● Что нужно сделать:
[1] Кого Мусоргский в своем письме называет двумя колоссами в музыке, судя по фрагменту о Мусоргском и Дарвине?
[2] Сверьте с фрагментом о Мусоргском и Дарвине утверждения (a), (b) и (c). Для каждого ответьте «да» или «нет» и приведите решающие слова фрагмента в точной цитате.
(a) Несуразности многих выводов Дарвина заметили сразу.
(b) В письме Мусоргского есть неожиданные повороты.
(c) Гомера в письме называют тонким.

● Фрагмент текста:
--*--

Шестидесятник читает Дарвина, приходит от него в восхищение. Сюжет вроде бы самый незамысловатый. Умную критику Дарвина, где не просто бы фыркали, что-де в его теории есть что-то «антибожеское», расслышать было еще невозможно. Несуразности многих выводов Дарвина будут замечены позже. И одни их будут исправлять, «отлаживая» теорию естественного подбора. Другие — опровергать, целиком или частично. Сейчас очевидный «реализм» этого натуралиста подкупал. Но в письме Мусоргского есть неожиданные повороты. Во-первых, ему нравится не просто знакомиться с последним трудом ученого, но многое вычитывать «между строк». Ассоциации композитора кажутся, на первый взгляд, странными:
«В поэзии два колосса: грубый Гомер и тонкий Шекспир. В музыке два колосса: медитатор Бетховен и ультрамедитатор Берлиоз. Если сопричесть к этим четырем колоссам их генерал- и флигель-адъютантов, то наберется приятная компания; что же сделала эта адъютантская компания? Скакаху и плясаху на намеченных колоссами дорожках, но „очень вперед“ страшно!

--*--

● Предоставленные строки:
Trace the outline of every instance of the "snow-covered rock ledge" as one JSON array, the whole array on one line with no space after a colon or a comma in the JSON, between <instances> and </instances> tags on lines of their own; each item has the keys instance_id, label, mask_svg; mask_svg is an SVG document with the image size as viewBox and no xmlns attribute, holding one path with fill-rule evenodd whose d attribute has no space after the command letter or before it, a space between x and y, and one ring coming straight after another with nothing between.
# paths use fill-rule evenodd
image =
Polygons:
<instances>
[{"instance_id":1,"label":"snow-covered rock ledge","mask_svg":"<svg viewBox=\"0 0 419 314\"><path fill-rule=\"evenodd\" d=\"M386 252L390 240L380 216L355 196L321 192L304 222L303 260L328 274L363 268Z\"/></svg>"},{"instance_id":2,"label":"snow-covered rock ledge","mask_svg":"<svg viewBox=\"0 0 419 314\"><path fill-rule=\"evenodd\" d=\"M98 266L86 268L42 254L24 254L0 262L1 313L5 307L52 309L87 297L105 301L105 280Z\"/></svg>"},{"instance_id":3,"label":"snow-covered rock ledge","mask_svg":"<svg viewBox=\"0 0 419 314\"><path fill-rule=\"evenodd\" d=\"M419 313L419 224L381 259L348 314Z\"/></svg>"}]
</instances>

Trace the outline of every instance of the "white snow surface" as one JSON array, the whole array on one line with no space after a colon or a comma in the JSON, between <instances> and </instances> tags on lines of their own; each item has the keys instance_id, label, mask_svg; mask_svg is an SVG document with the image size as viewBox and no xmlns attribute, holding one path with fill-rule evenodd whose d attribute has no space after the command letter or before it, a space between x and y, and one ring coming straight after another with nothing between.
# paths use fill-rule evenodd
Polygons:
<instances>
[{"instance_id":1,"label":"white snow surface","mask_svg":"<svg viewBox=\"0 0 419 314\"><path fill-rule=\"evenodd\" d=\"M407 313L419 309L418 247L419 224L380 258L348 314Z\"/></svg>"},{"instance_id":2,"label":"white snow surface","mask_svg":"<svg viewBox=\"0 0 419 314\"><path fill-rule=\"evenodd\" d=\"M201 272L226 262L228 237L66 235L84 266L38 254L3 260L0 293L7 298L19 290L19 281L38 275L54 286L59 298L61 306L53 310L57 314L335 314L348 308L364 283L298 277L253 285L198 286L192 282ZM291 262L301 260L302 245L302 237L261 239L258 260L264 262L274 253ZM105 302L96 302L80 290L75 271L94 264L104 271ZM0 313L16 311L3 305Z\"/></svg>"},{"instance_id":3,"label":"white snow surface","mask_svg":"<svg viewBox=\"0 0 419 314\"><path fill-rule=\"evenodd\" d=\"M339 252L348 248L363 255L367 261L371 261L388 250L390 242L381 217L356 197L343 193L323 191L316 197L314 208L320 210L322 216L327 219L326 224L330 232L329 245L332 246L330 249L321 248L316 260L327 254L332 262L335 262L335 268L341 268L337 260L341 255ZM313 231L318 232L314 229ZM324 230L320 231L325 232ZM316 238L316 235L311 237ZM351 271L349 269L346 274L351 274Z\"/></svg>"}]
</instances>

--*--

● Итоговые ответы:
[1] Бетховена и Берлиоза.

[2]
(a) Нет: «Несуразности многих выводов Дарвина будут замечены позже».
(b) Да: «Но в письме Мусоргского есть неожиданные повороты».
(c) Нет: «грубый Гомер и тонкий Шекспир».